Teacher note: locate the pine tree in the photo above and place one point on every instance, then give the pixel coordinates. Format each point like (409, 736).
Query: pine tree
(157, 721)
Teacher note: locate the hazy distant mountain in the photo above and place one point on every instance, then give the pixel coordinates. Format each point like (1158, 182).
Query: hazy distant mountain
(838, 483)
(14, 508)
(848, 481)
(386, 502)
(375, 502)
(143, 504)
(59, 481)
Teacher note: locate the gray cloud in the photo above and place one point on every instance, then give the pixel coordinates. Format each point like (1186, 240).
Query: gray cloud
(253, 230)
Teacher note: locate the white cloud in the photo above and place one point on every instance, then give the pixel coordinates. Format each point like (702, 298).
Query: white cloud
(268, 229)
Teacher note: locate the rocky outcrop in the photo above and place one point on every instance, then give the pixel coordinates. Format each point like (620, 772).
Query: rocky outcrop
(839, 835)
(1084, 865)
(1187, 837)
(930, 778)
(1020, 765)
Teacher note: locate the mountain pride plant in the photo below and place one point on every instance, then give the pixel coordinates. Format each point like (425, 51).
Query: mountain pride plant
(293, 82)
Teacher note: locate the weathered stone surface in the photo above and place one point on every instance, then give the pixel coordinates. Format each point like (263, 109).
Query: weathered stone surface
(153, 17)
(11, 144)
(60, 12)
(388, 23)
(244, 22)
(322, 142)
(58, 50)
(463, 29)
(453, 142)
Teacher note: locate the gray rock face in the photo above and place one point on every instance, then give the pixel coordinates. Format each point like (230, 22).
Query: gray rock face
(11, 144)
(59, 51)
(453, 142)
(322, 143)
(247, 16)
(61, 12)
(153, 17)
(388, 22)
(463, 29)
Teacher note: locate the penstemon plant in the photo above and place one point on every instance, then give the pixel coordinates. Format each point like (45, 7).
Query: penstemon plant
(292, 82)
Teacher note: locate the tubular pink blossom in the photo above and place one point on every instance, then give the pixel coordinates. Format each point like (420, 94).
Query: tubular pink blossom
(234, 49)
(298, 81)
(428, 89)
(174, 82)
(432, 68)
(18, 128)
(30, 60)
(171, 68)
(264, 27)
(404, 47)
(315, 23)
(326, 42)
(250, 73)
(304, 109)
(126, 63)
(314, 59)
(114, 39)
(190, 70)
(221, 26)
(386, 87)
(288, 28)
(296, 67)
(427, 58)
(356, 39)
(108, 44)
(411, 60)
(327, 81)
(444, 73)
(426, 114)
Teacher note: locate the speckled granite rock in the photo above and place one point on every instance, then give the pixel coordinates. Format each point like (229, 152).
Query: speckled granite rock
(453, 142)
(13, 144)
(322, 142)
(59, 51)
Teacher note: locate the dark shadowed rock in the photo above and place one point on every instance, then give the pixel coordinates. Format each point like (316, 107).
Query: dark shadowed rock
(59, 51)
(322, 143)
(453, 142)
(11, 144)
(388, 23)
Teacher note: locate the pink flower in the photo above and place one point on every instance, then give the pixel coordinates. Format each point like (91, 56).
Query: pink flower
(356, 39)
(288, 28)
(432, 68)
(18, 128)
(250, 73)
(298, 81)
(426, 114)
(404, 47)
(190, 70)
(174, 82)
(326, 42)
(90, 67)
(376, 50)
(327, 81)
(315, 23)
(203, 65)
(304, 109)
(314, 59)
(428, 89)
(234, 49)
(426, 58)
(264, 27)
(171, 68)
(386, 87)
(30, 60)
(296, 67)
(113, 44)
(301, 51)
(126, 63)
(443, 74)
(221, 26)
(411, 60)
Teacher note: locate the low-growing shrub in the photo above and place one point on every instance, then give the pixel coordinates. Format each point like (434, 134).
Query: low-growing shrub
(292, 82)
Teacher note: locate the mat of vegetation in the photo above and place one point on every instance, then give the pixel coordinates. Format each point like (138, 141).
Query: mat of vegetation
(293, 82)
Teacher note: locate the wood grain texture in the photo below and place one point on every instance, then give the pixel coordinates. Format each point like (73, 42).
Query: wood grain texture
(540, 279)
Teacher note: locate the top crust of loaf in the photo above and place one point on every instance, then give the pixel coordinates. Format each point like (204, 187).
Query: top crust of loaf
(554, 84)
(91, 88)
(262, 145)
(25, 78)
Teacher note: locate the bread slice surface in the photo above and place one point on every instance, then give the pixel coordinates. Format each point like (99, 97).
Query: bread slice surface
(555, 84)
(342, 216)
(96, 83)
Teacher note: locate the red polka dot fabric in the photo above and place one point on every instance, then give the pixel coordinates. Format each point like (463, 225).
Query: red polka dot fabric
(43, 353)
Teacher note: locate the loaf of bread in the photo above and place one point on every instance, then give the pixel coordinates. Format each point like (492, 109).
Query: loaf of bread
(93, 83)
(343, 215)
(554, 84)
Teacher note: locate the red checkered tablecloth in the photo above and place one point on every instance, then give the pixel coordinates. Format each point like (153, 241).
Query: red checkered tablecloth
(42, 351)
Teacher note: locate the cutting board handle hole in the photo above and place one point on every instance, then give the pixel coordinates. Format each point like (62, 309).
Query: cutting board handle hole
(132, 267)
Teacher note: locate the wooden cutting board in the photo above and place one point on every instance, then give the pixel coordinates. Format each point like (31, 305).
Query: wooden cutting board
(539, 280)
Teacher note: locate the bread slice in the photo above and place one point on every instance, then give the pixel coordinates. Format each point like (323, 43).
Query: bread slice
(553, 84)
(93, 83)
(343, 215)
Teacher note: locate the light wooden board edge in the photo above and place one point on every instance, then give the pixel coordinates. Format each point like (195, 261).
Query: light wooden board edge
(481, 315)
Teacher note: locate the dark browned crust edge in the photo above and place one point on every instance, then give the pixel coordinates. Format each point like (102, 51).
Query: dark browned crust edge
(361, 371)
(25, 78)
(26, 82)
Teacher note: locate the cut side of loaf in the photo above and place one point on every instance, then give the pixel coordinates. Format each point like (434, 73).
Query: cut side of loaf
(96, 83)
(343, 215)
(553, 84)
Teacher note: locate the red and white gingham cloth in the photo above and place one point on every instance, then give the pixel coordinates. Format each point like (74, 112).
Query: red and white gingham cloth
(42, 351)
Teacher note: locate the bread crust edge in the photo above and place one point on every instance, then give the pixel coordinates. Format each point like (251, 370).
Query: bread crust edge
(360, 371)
▬▬▬
Short task -> Extract, word for word, each line of the listing above.

Reply ->
Teacher note: locate the pine tree in the photo above and place one point on every instance, then give the pixel coordinates. Format each point like (409, 736).
Query: pine tree
(157, 721)
Teacher note: locate the hazy distant mountain in the photo above and place one point on every instance, then give the pixel coordinates. Format each point like (1158, 182).
Query: hazy distant mountain
(838, 483)
(14, 508)
(848, 481)
(386, 502)
(375, 502)
(143, 504)
(59, 481)
Teacher note: locate the gray cloud in the photo above and place one point on every instance, then give the pixel coordinates. Format each point like (1186, 240).
Query: gray cloud
(253, 230)
Teacher note: locate the white cloud in the photo above and place one point on every instance, then give the pixel coordinates. Format each point like (702, 298).
Query: white cloud
(268, 229)
Teacher note: locate the rocky outcrop in the photo above and place one point on every instance, then give the pixel coordinates. Format each point like (620, 772).
Query: rocky outcrop
(839, 835)
(1084, 865)
(1187, 837)
(930, 778)
(1020, 765)
Teacher note: locate the mountain pride plant in the photo below and place one point on every instance, then give the pixel coordinates. Format each point like (425, 51).
Query: mountain pride plant
(293, 82)
Teacher note: locate the weathered stone surface in the photo above and place one point on every instance, then give the pixel coordinates. Format each point like (263, 109).
Query: weathered stone surface
(153, 17)
(11, 144)
(60, 12)
(388, 23)
(244, 22)
(322, 142)
(58, 50)
(463, 29)
(453, 142)
Teacher note: locate the gray rock face in the photo above and place one point on every instance, then give the pixel coordinates. Format each point like (230, 22).
Query: gray rock face
(11, 144)
(59, 51)
(453, 142)
(322, 143)
(247, 16)
(61, 12)
(153, 17)
(388, 22)
(463, 29)
Teacher note: locate the penstemon plant in the photo above and place one point on every instance, then give the pixel coordinates. Format each point like (45, 7).
Query: penstemon plant
(292, 82)
Teacher note: locate the tubular pink blossom in the photo above and place one point on every instance, then give the pixel coordinates. Format each point like (420, 94).
Query: tubular pink blossom
(234, 49)
(298, 81)
(428, 89)
(174, 82)
(432, 68)
(18, 128)
(30, 60)
(171, 68)
(264, 27)
(404, 47)
(315, 23)
(326, 42)
(250, 73)
(304, 109)
(126, 63)
(314, 59)
(114, 39)
(190, 70)
(221, 26)
(386, 87)
(288, 28)
(296, 67)
(427, 58)
(356, 39)
(108, 44)
(411, 60)
(327, 81)
(444, 73)
(426, 114)
Teacher note: locate the speckled granite rock in the photo above and place one point on every instance, then give the pixel coordinates. Format each point like (229, 152).
Query: speckled granite rock
(453, 142)
(13, 144)
(322, 142)
(59, 51)
Teacher note: locate the dark shadowed rock in the photo above and place one point on every instance, then give the pixel coordinates. Format each point like (316, 107).
Query: dark shadowed rock
(59, 51)
(322, 143)
(453, 142)
(11, 144)
(388, 23)
Teacher note: locate the pink flower in the photo above and place one point on every instance, then give the pixel coordinates. Format each point like (91, 56).
Query: pink flower
(356, 39)
(288, 28)
(432, 68)
(18, 128)
(250, 73)
(298, 81)
(426, 114)
(404, 47)
(190, 70)
(174, 82)
(326, 42)
(90, 67)
(376, 50)
(327, 81)
(315, 23)
(203, 65)
(304, 109)
(314, 59)
(428, 89)
(234, 49)
(426, 58)
(264, 27)
(171, 68)
(386, 87)
(30, 60)
(296, 67)
(113, 44)
(301, 51)
(126, 63)
(443, 74)
(221, 26)
(411, 60)
Teacher note: locate the low-growing shrub in the photo above and place one point on every instance, then give the pixel coordinates. Format each point like (434, 134).
Query: low-growing shrub
(292, 82)
Teacher note: locate the mat of vegetation in the photo above and place one point on every instance, then give the pixel coordinates. Format each point like (138, 141).
Query: mat of vegetation
(293, 82)
Teacher note: locate the wood grain texture in the photo below and place one point on every instance, then give the pixel coordinates. Format each point like (73, 42).
Query: wood grain texture
(540, 279)
Teacher note: locate the top crust of loaf in the photo above and place one point on every instance, then give the pixel coordinates. Format each point like (204, 187).
Query: top crust of loaf
(554, 84)
(91, 88)
(262, 145)
(25, 78)
Teacher note: locate the bread slice surface in the photo above and place one point on every instance, then give the pixel coordinates. Format each point like (99, 97).
Query: bread slice surface
(555, 84)
(342, 216)
(96, 83)
Teacher note: locate the red polka dot fabric in the photo above and place one point on every instance, then give the pixel coordinates. Format each point like (463, 225).
Query: red polka dot fabric
(43, 353)
Teacher note: locate the loaf of bread in the photo above and place one point on every instance, then give the pixel coordinates. Format each point like (492, 109).
Query: loaf of bread
(93, 83)
(343, 215)
(554, 84)
Teacher note: locate the red checkered tablecloth in the photo above and place one point on every instance, then give the pixel coordinates. Format each point like (153, 241).
Query: red checkered tablecloth
(42, 351)
Teacher note: locate the cutting board handle hole in the photo above and place one point on every instance, then give the pixel coordinates. Format each point like (62, 309).
Query: cutting board handle hole
(132, 267)
Teacher note: locate the wooden cutting board in the photo above and place one point on every instance, then give the pixel coordinates. Format each point like (31, 305).
Query: wooden cutting board
(539, 280)
Teacher note: locate the bread slice in the photo above and place one point on every instance, then give the pixel coordinates. Format each point like (323, 43).
Query: bread slice
(553, 84)
(93, 83)
(343, 215)
Teacher note: locate the light wooden board edge in the photo above and place one point on every instance, then give the pixel coordinates. Format each point like (195, 261).
Query: light wooden board edge
(481, 315)
Teacher note: locate the dark browned crust edge in the photo above and place one point on every instance, then give the pixel coordinates. Format each point like (102, 51).
Query: dark browned crust edge
(361, 371)
(25, 78)
(26, 82)
Teacher note: locate the cut side of loaf in the photo above and place one point on every instance, then give the pixel coordinates. Format each point like (434, 73).
Query: cut side of loaf
(96, 83)
(343, 215)
(553, 84)
Teacher note: locate the red and white gingham cloth in the photo above and place one point on every instance, then give the pixel coordinates. Format each point like (74, 112).
Query: red and white gingham cloth
(42, 351)
Teacher note: locate the bread crust edge in the photo above and place one point on every instance, then give the pixel coordinates. Format each point like (251, 370).
Query: bread crust edge
(360, 371)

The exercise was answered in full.